◆ **Problem**
Express the entries from the start through the line containing "[(0, 162), (36, 171), (28, 21), (27, 6), (0, 17)]" as a two-column CSV with the header input,output and one row per entry. Put each entry's text and its answer in single quoted fields, with line breaks replaced by spaces.

◆ **Material provided**
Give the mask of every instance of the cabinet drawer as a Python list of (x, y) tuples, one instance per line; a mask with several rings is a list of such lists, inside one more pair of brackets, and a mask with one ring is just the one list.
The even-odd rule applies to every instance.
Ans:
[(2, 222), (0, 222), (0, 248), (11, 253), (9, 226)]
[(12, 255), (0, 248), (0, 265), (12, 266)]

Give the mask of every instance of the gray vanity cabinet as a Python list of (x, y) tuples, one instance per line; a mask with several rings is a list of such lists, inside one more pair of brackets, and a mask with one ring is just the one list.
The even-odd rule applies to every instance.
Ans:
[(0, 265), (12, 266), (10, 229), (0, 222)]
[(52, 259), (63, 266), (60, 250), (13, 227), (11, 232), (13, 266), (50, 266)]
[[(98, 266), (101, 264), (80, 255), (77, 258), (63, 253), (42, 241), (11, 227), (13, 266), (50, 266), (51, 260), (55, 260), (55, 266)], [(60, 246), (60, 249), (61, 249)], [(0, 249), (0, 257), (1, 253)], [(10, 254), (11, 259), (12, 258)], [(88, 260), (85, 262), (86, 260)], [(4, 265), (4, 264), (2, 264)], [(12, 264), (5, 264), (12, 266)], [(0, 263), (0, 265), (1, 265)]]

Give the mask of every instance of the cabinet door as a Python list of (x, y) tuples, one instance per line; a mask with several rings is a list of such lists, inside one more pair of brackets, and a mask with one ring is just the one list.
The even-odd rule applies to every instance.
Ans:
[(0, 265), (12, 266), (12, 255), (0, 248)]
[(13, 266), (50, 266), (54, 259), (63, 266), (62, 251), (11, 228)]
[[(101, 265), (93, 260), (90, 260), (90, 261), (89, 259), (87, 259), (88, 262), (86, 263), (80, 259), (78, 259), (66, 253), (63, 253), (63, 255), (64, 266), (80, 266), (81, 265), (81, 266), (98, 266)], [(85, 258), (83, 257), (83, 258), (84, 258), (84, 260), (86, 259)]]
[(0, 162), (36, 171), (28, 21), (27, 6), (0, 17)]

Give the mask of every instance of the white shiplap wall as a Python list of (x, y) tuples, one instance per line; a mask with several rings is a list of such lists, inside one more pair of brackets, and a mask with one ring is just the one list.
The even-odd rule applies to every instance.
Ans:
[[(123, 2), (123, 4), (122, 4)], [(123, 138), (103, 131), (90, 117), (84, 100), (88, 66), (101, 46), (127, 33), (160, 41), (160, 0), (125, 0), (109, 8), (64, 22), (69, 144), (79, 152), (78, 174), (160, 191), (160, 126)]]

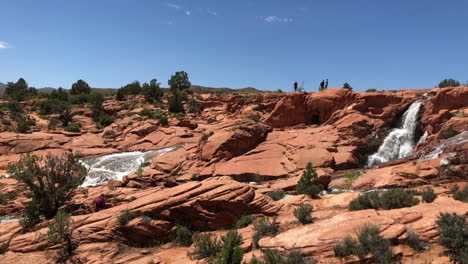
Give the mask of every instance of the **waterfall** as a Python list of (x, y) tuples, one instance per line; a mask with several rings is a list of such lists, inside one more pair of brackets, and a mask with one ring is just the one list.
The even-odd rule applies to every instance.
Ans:
[(369, 156), (367, 161), (368, 166), (401, 159), (413, 154), (421, 105), (421, 101), (415, 101), (410, 105), (408, 110), (403, 114), (400, 127), (390, 131), (390, 134), (385, 138), (379, 150)]
[(123, 176), (136, 172), (142, 164), (177, 147), (146, 152), (122, 152), (83, 159), (81, 163), (88, 169), (88, 174), (82, 186), (95, 186), (110, 179), (122, 180)]

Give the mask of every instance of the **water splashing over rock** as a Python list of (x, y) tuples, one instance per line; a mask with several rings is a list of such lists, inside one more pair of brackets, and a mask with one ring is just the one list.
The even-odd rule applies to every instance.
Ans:
[(122, 152), (83, 159), (82, 163), (88, 169), (83, 186), (95, 186), (111, 179), (122, 180), (123, 176), (137, 171), (141, 164), (176, 148), (177, 146), (146, 152)]
[(368, 166), (401, 159), (413, 154), (421, 105), (421, 101), (415, 101), (410, 105), (403, 114), (401, 126), (393, 129), (385, 138), (379, 150), (369, 156)]

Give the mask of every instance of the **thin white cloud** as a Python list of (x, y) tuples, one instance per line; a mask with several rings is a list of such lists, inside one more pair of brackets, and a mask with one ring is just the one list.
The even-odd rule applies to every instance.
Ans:
[(293, 22), (292, 18), (289, 17), (277, 17), (277, 16), (267, 16), (267, 17), (260, 17), (265, 22), (273, 24), (273, 23), (291, 23)]
[(174, 8), (174, 9), (180, 9), (180, 5), (176, 5), (176, 4), (168, 3), (167, 6), (170, 8)]
[(3, 42), (3, 41), (0, 41), (0, 49), (6, 49), (6, 48), (9, 48), (10, 47), (10, 44), (6, 43), (6, 42)]

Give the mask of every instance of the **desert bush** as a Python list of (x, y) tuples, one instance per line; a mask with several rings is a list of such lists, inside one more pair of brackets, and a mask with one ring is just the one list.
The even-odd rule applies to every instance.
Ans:
[(69, 201), (86, 176), (86, 168), (79, 156), (66, 153), (61, 156), (24, 155), (16, 164), (8, 165), (8, 173), (24, 183), (32, 199), (25, 206), (25, 227), (34, 225), (43, 215), (52, 219), (58, 209)]
[(59, 114), (67, 109), (70, 109), (70, 105), (58, 99), (46, 99), (39, 104), (41, 115)]
[(451, 78), (442, 80), (438, 85), (439, 88), (457, 87), (457, 86), (460, 86), (460, 82)]
[(454, 185), (452, 188), (452, 196), (455, 200), (468, 203), (468, 185), (466, 185), (462, 190), (460, 190), (458, 185)]
[(199, 101), (195, 99), (191, 99), (188, 101), (189, 113), (201, 113), (202, 110), (203, 110), (203, 105)]
[(267, 193), (268, 196), (270, 196), (273, 201), (279, 201), (284, 198), (286, 195), (283, 190), (274, 190), (269, 193)]
[(294, 209), (294, 216), (303, 225), (310, 224), (314, 221), (312, 218), (313, 207), (310, 204), (301, 204), (298, 208)]
[(397, 209), (411, 207), (419, 204), (419, 200), (414, 198), (414, 192), (396, 188), (383, 192), (380, 195), (380, 206), (382, 209)]
[(117, 216), (117, 220), (121, 226), (127, 225), (133, 219), (132, 214), (128, 210), (121, 211)]
[(216, 264), (240, 264), (244, 255), (244, 251), (240, 247), (242, 236), (236, 230), (231, 230), (221, 240), (223, 248), (217, 256)]
[(172, 113), (184, 113), (183, 101), (183, 92), (177, 89), (171, 89), (172, 94), (169, 96), (169, 111)]
[(406, 244), (416, 251), (424, 251), (427, 249), (427, 242), (416, 234), (413, 228), (408, 228), (406, 230)]
[(437, 198), (437, 194), (435, 194), (434, 190), (430, 188), (422, 191), (421, 195), (422, 195), (423, 201), (426, 203), (432, 203)]
[(194, 259), (213, 258), (221, 251), (222, 244), (219, 239), (210, 233), (199, 233), (193, 239), (194, 251), (191, 257)]
[(251, 215), (242, 215), (237, 219), (236, 228), (244, 228), (252, 224), (252, 216)]
[(192, 245), (193, 232), (186, 226), (177, 225), (174, 242), (178, 245), (188, 247)]
[(365, 209), (397, 209), (417, 205), (419, 200), (414, 198), (413, 191), (391, 189), (386, 192), (368, 192), (353, 199), (348, 206), (350, 211)]
[(60, 244), (61, 249), (57, 254), (57, 262), (65, 263), (67, 259), (73, 256), (77, 244), (73, 241), (70, 225), (70, 215), (59, 211), (52, 223), (49, 225), (49, 231), (47, 232), (48, 242), (52, 245)]
[(145, 100), (149, 103), (160, 102), (163, 96), (160, 83), (156, 79), (150, 81), (150, 83), (144, 83), (141, 88), (141, 93), (145, 97)]
[(275, 236), (279, 231), (279, 225), (276, 222), (276, 218), (268, 219), (261, 218), (253, 223), (253, 242), (258, 247), (258, 241), (262, 237)]
[(81, 123), (80, 122), (73, 122), (69, 124), (67, 127), (64, 128), (65, 131), (68, 132), (80, 132), (81, 131)]
[(253, 121), (257, 122), (257, 123), (260, 122), (260, 116), (259, 115), (249, 115), (247, 118), (250, 119), (250, 120), (253, 120)]
[(70, 90), (70, 94), (76, 95), (76, 94), (90, 94), (91, 93), (91, 87), (88, 85), (83, 80), (78, 80), (74, 84), (72, 84), (72, 88)]
[(436, 221), (439, 243), (447, 248), (446, 254), (453, 263), (468, 263), (468, 222), (466, 216), (441, 213)]
[(310, 197), (316, 197), (323, 191), (323, 185), (319, 183), (317, 172), (312, 167), (312, 163), (307, 163), (306, 169), (297, 182), (296, 192), (298, 194), (307, 194)]

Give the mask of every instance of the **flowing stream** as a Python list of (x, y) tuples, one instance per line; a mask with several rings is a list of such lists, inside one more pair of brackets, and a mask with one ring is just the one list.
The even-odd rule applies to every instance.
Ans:
[(422, 102), (419, 100), (410, 105), (403, 114), (400, 127), (393, 129), (385, 138), (379, 150), (369, 156), (368, 166), (401, 159), (413, 154), (421, 105)]
[(95, 186), (111, 179), (122, 180), (123, 176), (136, 172), (142, 164), (160, 157), (178, 146), (146, 152), (122, 152), (83, 159), (88, 175), (82, 186)]

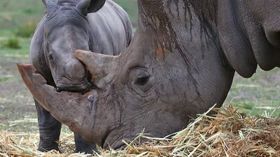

◆ **Answer in full**
input,output
"Give the mask of every instance of the cabinet drawer as a Python list of (x, y) tuples, one instance per line; a mask with several rings is a list of such lists, inside one more pair of brackets, and a mask with one ring is just the one list. The even-odd rule applies to every instance. Ans:","[(2, 222), (0, 222), (0, 248), (11, 253), (9, 226)] [(12, 255), (0, 248), (0, 265), (12, 266)]"
"Give the mask of every instance of the gray vanity cabinet as a Python list of (x, y) tuples, one instance per line; a mask with several rings is a list of such lists, inside one more pair of brackets, and a mask with one ring is just the one list. The even-odd rule applies to every instance. Ans:","[(0, 265), (12, 266), (10, 229), (0, 222)] [(52, 259), (63, 266), (60, 250), (13, 227), (11, 232), (13, 266), (50, 266)] [[(98, 266), (101, 264), (80, 255), (77, 258), (63, 253), (42, 241), (11, 227), (13, 266), (50, 266), (51, 260), (55, 260), (55, 266)], [(60, 246), (60, 249), (61, 249)], [(0, 249), (0, 257), (1, 253)], [(10, 254), (11, 259), (12, 258)], [(88, 260), (85, 262), (86, 260)], [(4, 265), (4, 264), (2, 264)], [(12, 264), (5, 264), (12, 266)], [(0, 263), (0, 265), (1, 265)]]"
"Give the mask of every instance of the cabinet door as a Python list of (x, y) tuples, one instance per line; a mask with several rings is a list of such lists, inside one more pair of brackets, and a mask with one ring is just the one list. The even-odd rule applies to every instance. Ans:","[(0, 265), (12, 266), (12, 255), (0, 248)] [(13, 266), (50, 266), (54, 259), (63, 266), (62, 251), (11, 228)] [[(101, 265), (93, 260), (90, 260), (90, 261), (89, 259), (87, 259), (88, 262), (86, 263), (80, 259), (78, 259), (66, 253), (63, 253), (63, 255), (64, 266), (80, 266), (81, 265), (81, 266), (98, 266)], [(85, 258), (83, 257), (83, 258), (84, 258), (84, 260), (86, 259)]] [(0, 162), (36, 171), (28, 21), (27, 6), (0, 17)]"